* [Directions for this task] Only the lines from the beginning of the material below through the line with "Return one point per instance of the tree trunk, each" should be retyped exactly, and pictures are to be skipped.

* [Available records]
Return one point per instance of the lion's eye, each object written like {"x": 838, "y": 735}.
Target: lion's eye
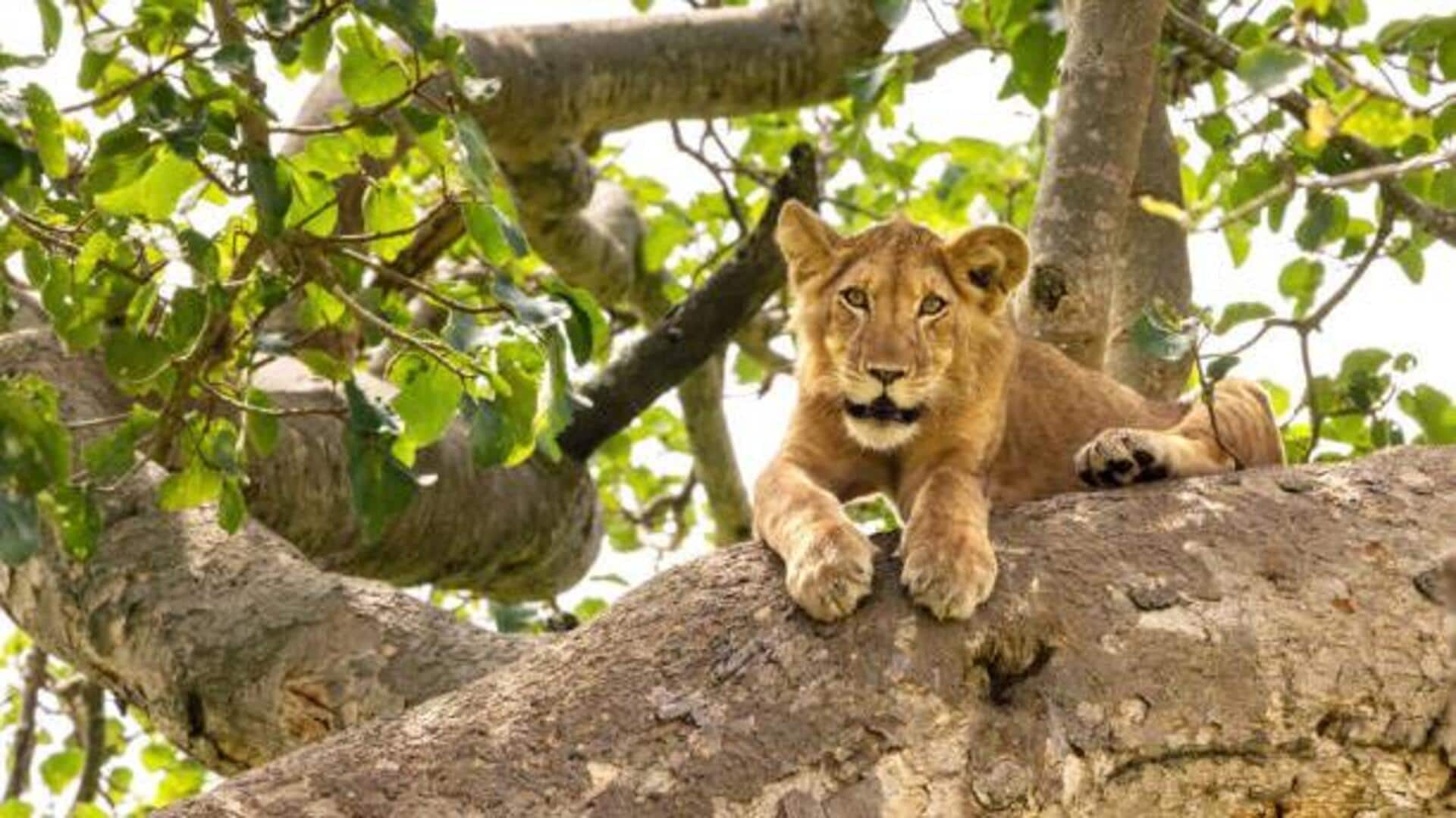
{"x": 932, "y": 305}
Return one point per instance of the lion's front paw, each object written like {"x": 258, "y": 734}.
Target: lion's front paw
{"x": 830, "y": 577}
{"x": 1119, "y": 457}
{"x": 949, "y": 578}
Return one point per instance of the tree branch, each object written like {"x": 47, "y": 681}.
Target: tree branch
{"x": 1123, "y": 667}
{"x": 698, "y": 328}
{"x": 237, "y": 648}
{"x": 1152, "y": 264}
{"x": 1107, "y": 80}
{"x": 22, "y": 751}
{"x": 1222, "y": 53}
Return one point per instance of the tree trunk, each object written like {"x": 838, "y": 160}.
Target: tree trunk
{"x": 237, "y": 647}
{"x": 1082, "y": 202}
{"x": 1257, "y": 644}
{"x": 1153, "y": 264}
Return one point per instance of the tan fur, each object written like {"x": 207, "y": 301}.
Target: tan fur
{"x": 996, "y": 417}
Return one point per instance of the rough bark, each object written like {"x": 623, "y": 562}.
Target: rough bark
{"x": 1107, "y": 80}
{"x": 1253, "y": 644}
{"x": 1152, "y": 264}
{"x": 698, "y": 328}
{"x": 237, "y": 647}
{"x": 561, "y": 83}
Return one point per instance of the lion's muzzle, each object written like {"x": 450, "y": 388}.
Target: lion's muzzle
{"x": 883, "y": 409}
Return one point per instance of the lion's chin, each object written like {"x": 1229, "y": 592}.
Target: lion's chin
{"x": 880, "y": 436}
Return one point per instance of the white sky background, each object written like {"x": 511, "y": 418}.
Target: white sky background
{"x": 1385, "y": 310}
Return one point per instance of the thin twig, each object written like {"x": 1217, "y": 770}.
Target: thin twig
{"x": 131, "y": 85}
{"x": 395, "y": 334}
{"x": 31, "y": 683}
{"x": 1350, "y": 180}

* [The completed task]
Return one point per instance of the lion's eye, each object written like {"x": 838, "y": 735}.
Target: lion's eye
{"x": 932, "y": 305}
Return one point per instance of the lion's front paw, each object written like {"x": 258, "y": 734}.
Target: lion's front paw
{"x": 830, "y": 577}
{"x": 1119, "y": 457}
{"x": 949, "y": 578}
Return one point per instance of the tree branch, each object written like {"x": 47, "y": 681}.
Target: tree branch
{"x": 1123, "y": 667}
{"x": 698, "y": 328}
{"x": 237, "y": 648}
{"x": 1152, "y": 264}
{"x": 1107, "y": 80}
{"x": 22, "y": 751}
{"x": 1222, "y": 53}
Return one point per instance of the tree trunk, each object written like {"x": 838, "y": 160}.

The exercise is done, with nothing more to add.